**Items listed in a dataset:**

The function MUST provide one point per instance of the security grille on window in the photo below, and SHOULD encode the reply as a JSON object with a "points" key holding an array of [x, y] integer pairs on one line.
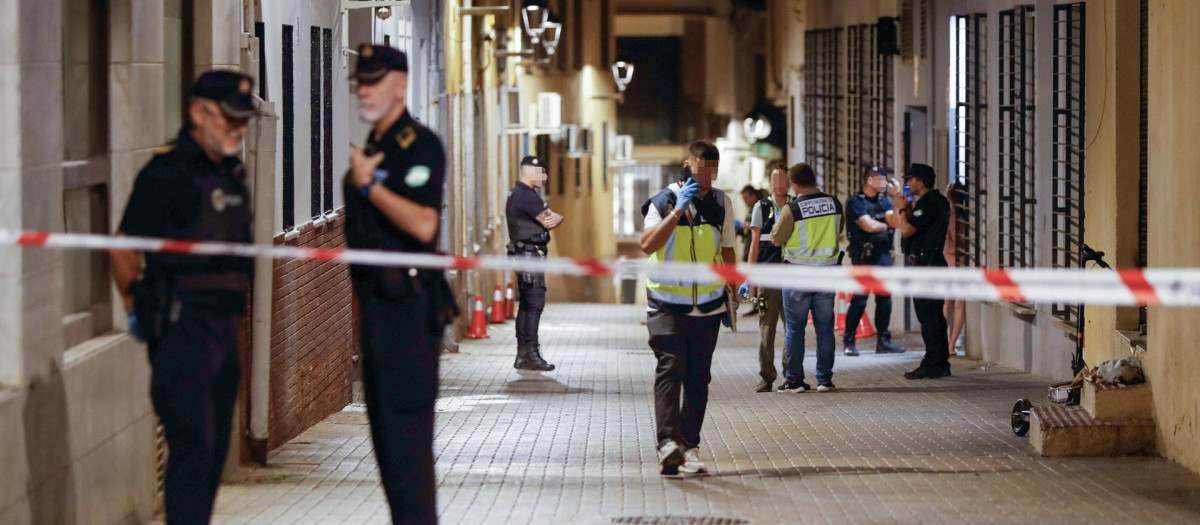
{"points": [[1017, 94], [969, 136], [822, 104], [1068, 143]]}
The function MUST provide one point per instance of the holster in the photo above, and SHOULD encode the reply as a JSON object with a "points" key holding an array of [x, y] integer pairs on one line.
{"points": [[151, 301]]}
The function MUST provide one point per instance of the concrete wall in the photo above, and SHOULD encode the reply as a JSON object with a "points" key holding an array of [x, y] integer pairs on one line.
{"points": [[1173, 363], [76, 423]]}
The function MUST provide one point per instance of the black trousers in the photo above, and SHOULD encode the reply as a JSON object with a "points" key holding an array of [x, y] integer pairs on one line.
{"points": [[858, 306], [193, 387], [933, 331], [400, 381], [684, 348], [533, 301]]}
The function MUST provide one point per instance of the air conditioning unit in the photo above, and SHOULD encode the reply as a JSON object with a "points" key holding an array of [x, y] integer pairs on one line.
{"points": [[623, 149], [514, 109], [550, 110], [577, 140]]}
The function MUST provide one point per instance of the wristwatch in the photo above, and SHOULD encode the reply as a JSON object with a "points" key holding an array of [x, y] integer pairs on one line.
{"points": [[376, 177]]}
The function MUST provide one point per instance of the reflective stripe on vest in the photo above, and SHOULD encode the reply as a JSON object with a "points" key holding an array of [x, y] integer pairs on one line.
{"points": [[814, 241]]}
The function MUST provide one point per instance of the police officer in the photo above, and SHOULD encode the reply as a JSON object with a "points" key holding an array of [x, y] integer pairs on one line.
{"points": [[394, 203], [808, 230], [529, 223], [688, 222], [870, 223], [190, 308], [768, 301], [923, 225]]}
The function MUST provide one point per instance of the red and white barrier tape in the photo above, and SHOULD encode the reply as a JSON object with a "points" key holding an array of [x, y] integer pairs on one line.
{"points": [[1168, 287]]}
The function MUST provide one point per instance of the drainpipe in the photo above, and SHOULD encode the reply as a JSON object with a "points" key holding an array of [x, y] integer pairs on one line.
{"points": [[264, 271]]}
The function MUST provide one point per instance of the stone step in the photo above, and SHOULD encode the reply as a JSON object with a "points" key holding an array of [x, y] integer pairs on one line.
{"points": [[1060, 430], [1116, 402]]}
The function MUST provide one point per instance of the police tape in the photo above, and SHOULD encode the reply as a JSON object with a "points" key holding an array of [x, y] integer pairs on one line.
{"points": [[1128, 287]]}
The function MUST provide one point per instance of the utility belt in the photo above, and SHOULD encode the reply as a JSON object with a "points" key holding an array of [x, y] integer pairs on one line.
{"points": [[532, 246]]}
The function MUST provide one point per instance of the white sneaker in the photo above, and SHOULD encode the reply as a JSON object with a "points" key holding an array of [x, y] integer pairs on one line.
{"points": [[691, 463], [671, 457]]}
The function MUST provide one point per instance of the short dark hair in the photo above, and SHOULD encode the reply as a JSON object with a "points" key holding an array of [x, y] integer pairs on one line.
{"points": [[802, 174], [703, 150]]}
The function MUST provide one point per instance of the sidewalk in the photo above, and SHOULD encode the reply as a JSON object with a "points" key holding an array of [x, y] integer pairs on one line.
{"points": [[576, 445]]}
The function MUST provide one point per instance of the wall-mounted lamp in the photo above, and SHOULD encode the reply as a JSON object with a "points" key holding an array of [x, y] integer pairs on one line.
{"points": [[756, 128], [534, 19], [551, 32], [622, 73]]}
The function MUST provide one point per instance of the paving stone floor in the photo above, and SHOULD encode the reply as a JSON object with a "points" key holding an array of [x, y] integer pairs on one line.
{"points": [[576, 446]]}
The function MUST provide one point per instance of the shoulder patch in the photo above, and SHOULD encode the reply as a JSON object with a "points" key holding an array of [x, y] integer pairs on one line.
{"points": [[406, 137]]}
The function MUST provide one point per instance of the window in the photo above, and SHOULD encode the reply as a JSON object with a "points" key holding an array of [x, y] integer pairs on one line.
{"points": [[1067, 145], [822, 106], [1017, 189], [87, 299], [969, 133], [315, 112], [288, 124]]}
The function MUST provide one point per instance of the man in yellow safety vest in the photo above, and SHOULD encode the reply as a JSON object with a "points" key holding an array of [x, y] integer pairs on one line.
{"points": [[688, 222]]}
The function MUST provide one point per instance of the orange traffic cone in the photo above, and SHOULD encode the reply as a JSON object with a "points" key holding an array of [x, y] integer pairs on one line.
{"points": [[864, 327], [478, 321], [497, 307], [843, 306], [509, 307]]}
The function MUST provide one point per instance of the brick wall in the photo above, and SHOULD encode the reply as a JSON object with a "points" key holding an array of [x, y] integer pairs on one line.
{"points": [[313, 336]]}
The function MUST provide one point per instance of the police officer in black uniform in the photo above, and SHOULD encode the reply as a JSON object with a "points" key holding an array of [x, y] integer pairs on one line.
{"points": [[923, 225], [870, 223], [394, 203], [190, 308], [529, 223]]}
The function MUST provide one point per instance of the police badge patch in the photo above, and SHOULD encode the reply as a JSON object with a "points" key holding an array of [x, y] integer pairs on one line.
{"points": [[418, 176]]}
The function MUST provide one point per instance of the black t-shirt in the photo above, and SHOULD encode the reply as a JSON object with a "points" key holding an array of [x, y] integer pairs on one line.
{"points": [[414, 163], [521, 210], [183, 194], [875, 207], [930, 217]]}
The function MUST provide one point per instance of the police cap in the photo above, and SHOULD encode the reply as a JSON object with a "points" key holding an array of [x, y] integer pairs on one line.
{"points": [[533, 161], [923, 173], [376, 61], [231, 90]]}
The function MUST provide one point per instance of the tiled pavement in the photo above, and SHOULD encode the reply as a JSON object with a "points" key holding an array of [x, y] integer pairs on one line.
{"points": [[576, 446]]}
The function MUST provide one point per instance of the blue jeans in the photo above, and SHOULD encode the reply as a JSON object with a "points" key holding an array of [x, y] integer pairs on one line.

**What is being asked:** Leave out the pictures and copy every record above exactly.

**Task response:**
The function MUST provide one point per instance of the security grille on window in the photo below, and SHOULD encode the reply as a JSON object with a "points" key holding an array of [x, y] integer pairs on one line.
{"points": [[1017, 94], [969, 136], [822, 104], [1068, 143]]}
The function MUST provide one point per instance of the holster in the photo above, and SHOULD encode the reply as a JSON object with a "points" key holding an array of [x, y] integer pairs on one line.
{"points": [[151, 301]]}
The function MUST provide one point per instance of the concrete wall in the photo above, and SHOULD encode the reply as a JSON object with a "points" key holding an array of [x, y] integer pairs on one line.
{"points": [[1173, 363], [76, 423]]}
The function MUST provide one point per instance of the black trousers in the photo above, and SHOULD encode the reply as a JSON object with a "points" key holding an array of [x, y] integer pairs on one line.
{"points": [[858, 306], [193, 387], [933, 331], [400, 381], [684, 348], [533, 301]]}
The function MUST provide one point per instance of the air conditioning unit in the photo above, and SHOULD encode the reply as a JSON object with a "points" key holding an array of [x, y] integer pairs on one line.
{"points": [[623, 149], [514, 109], [550, 110], [577, 140]]}
The function MUST provide one point per instance of the wristwatch in the photo above, and SHOULD encode the reply as a JSON object with a "points" key holding an array of [x, y] integer pairs on one line.
{"points": [[376, 177]]}
The function MUST provide one point per instance of the reflective stripe on vest in the photo above, and SHOULD encode the reply as a JSON object with a "points" key holding an array of [x, y] integer pairs on one line.
{"points": [[814, 241]]}
The function MUST provide one point per instance of the police officer in the photo above, and SHOULD encode the reply as a JSON object with a "points" key holding an array of [x, y] integer pairs on one line.
{"points": [[394, 203], [808, 230], [529, 223], [688, 222], [870, 223], [190, 308], [768, 301], [923, 225]]}
The function MUST provide one point per instance of the red and white barrier tape in the photo above, and SHOULD encode the reply as a JSON object with a "points" key holding an array of [x, y] integer pairs on one line.
{"points": [[1168, 287]]}
The function MUST provide one point per instance of the drainpipe in the photo above, and SHOULD encode the reply as a JSON object with a "points" key holding an array of [x, y] integer pairs on one line.
{"points": [[264, 271]]}
The function MUST provide one point per instance of the stone step in the photo above, and SHOULD encode the reply as a JSON object with a "points" key holding an array of [x, y] integer pairs on one line.
{"points": [[1060, 430], [1116, 402]]}
The function MUST provide one point per instance of the police tape in the photo above, and SHOULD encode the reply as a JSON object with a "points" key holding an array of [x, y] integer pairs on one line.
{"points": [[1128, 287]]}
The function MUST provide one point per instance of the utility belt in the photo above, and SHOULD encode the reply as a JSON object with a "points" key holding an array of [x, y] integer pairs on one line.
{"points": [[532, 246]]}
The function MUST provide one point per instance of the white sneaker in the photo above, and SHOULD encode the reply as a JSON object with a "points" key holding an array of [x, y] integer pairs on one line.
{"points": [[691, 463], [671, 457]]}
The function MUST provide one point per instance of the short dark hair in the photo above, and SHOULD encode the reply as a JSON object with a "points" key holding an array of [x, y] integer pairs on one line.
{"points": [[802, 174], [703, 150]]}
The function MUST provide one point per instance of the sidewalk in the photo above, and SHOULD encode the reply as a JSON object with a "points" key holding an array of [x, y] integer pairs on one line.
{"points": [[576, 445]]}
The function MUST provide one point per instance of the wall-mounted lamp in the photo above, and SHOULD encode the reply as a JSON object with a "points" key holding an array of [x, y] integer pairs on one line.
{"points": [[756, 128], [534, 19], [551, 32], [622, 73]]}
The function MUST provide one point per instance of the paving stone floor in the photo above, and SHOULD encode the reply as a JSON object with a "points" key holding an array of [x, y] integer pairs on one line.
{"points": [[576, 446]]}
The function MUST provide one point per instance of the shoulder patch in the photo above, and SHOULD encode the reply as a JSON object with a "points" key holding an array of [x, y] integer pairs on one line.
{"points": [[406, 137]]}
The function MUST provide one point per instance of the window in the photo above, and SHOULD encode the reply as a JSON object with a "points" key holding an array of [x, y] integer pairs on one line.
{"points": [[1067, 145], [822, 106], [1017, 189], [87, 299], [969, 133], [315, 112], [288, 124]]}
The function MUST provide one point per instance of the man in yellow safety vest in the photo above, and SHOULD encode the reply as a JSON object with a "points" key holding an array of [x, y] integer pairs on one line.
{"points": [[688, 222]]}
The function MUST provide one point per instance of the orange traffic cone in the photo above, and SHOULD encode the reply as a JSON object with a "points" key holding an array of [x, y] integer pairs on one line.
{"points": [[864, 327], [478, 321], [497, 307], [843, 306], [509, 307]]}
The function MUST provide one point per instance of the brick wall in the photo above, and SHOULD encode the reply as a JSON object with a "points" key holding an array of [x, y] integer pairs on one line.
{"points": [[313, 336]]}
The function MUST provide one point per instance of the police officer in black uniform in the photo above, and SHOULD encode the reply as a JSON object with a "points" key holding an array of [x, y] integer pairs on one line.
{"points": [[923, 225], [870, 223], [394, 203], [190, 308], [529, 223]]}
The function MUST provide one point per instance of the police badge patch in the photo above, and SHOULD encode the reply as a JSON object with a "points" key holding an array of [x, y] integer pairs on one line.
{"points": [[418, 176]]}
The function MUST provide one point per instance of the black t-shirt in the photo above, and SHOULD encode the reply as a JSON object with a "points" key holding an array of [x, y] integer pairs on one line.
{"points": [[414, 163], [521, 210], [183, 194], [875, 207], [930, 217]]}
The function MUST provide one point per instance of the police cap in the photo above, and SHOULD encode the reply as a JSON object with a "points" key holding an array of [x, y] integer pairs on one line.
{"points": [[533, 161], [923, 173], [376, 61], [231, 90]]}
The function MUST provide one point per instance of the tiled pavement in the photo above, and SHOULD encode the reply as a JSON object with a "points" key holding an array of [x, y] integer pairs on one line.
{"points": [[576, 446]]}
The function MUST provide one point per instance of the blue jeans in the photo above, and SHOULD encode the reply as a JSON object with a "points" key holding an array of [x, y] integer pairs on one line.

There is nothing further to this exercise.